• _Problem requirements_
Could you reproduce the records starting at the line containing "Question: What bounding box encloses the green" and ending at the line containing "122, 306, 149, 338", keeping the request lines unchanged but scaling every bounding box coordinate in the answers by 0.35 and rounding to whole numbers, with halves rounded up? Return only those lines.

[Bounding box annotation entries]
****

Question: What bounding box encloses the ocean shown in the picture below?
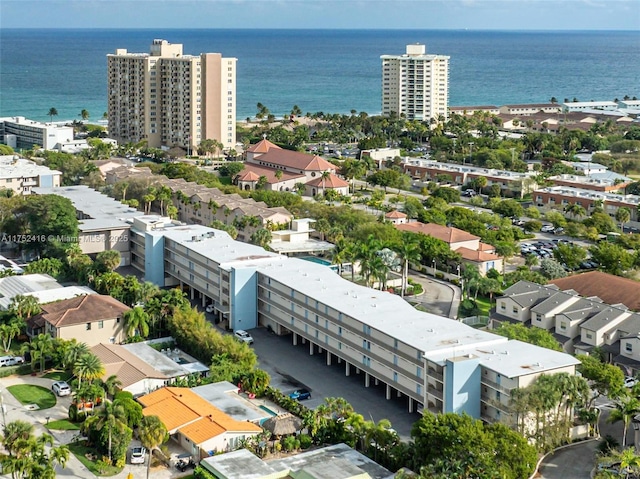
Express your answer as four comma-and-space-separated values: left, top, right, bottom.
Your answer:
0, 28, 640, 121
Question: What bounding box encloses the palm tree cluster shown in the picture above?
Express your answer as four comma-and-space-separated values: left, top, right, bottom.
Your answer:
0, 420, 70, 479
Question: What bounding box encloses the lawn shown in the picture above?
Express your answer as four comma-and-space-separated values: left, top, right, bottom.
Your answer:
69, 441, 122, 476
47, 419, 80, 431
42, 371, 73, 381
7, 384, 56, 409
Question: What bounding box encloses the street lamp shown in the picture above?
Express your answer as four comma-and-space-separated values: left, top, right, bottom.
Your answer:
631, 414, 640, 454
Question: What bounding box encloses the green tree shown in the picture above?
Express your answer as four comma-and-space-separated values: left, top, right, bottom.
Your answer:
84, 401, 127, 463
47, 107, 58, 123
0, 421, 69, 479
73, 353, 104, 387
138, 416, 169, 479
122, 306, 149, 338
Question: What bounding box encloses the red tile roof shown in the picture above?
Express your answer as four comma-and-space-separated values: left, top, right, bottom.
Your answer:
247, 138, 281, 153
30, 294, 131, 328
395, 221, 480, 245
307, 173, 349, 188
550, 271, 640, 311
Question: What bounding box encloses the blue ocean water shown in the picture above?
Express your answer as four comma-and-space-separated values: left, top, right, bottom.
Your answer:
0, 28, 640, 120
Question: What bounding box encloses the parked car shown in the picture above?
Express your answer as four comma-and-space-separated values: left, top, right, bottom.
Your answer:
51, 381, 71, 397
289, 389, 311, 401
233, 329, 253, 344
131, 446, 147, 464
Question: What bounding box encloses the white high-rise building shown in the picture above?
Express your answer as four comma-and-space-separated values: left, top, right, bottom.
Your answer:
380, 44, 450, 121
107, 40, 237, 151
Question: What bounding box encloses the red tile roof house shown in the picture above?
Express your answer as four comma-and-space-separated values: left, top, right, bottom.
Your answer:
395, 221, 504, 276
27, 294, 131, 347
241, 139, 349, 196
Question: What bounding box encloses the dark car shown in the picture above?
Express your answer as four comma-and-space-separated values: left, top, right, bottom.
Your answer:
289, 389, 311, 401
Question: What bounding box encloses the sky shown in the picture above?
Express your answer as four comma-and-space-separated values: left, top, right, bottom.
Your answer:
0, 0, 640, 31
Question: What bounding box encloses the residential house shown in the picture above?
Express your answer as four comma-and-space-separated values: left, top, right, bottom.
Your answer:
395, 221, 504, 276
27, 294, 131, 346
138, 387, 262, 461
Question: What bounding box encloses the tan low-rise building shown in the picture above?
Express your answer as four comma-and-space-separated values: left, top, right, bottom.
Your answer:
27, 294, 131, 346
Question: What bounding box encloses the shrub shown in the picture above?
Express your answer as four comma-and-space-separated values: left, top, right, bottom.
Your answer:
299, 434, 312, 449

****

• _In response_
Question: What bounding box encloses the green tree shown in the picture above?
Express your answer as four comma-and-space-separated values: left, top, right, bottom.
Your answer:
29, 140, 44, 162
16, 37, 20, 43
0, 147, 24, 168
26, 124, 36, 135
48, 146, 59, 168
43, 107, 52, 118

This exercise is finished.